* _EXERCISE OBJECTIVE_
Copy out the items below word for word, starting at the line that contains "Exercise. Mark the wooden" and continuing through the last of the items. Leave the pictures out of your copy.

* _EXERCISE MATERIALS_
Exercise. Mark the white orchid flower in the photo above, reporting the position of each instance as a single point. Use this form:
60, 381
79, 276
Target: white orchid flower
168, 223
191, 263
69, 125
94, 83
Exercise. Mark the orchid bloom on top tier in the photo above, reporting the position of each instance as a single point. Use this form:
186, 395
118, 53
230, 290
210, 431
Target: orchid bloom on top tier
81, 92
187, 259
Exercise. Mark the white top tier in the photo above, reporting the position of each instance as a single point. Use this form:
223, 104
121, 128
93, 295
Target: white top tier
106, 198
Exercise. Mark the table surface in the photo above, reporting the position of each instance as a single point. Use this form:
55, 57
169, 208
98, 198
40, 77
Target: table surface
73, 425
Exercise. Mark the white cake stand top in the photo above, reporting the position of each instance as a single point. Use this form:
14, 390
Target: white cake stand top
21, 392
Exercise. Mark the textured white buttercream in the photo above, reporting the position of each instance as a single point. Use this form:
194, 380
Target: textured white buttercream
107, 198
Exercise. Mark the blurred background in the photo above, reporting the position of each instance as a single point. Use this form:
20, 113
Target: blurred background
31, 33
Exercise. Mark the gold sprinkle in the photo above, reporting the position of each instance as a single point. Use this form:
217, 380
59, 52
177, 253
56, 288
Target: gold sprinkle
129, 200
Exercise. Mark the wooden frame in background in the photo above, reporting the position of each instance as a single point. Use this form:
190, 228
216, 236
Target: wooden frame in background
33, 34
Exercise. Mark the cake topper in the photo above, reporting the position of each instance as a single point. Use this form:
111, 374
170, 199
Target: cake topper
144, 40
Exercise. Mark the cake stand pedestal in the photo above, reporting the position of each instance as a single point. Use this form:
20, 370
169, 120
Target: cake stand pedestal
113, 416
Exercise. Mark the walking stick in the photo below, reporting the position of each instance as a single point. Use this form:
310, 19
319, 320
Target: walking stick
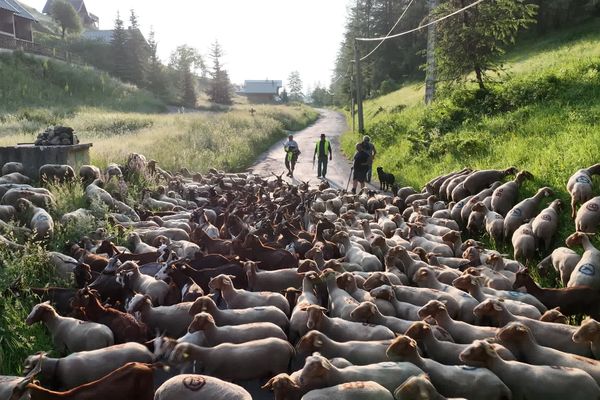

* _WRITTEN RESPONSE_
Exercise. Mark the wooden frame in background in the photo above, reporting the position of each instance as a single point. Use this form:
190, 228
216, 236
Target: wooden frame in background
33, 34
Exercise. Mark the cake topper in the photo above, reporting the position of each instance as a single point. Use this form:
111, 374
170, 199
Target: cake topper
144, 40
Exercise. Mark the cake stand pedestal in the photo above, reporting the position of each instance as a single point. Use this form:
20, 370
169, 120
Target: cake stand pedestal
113, 416
Exercise. Mark the walking stick in the photo below, reporting the position of each instance as a single point. Use this form:
310, 19
319, 320
Target: walking stick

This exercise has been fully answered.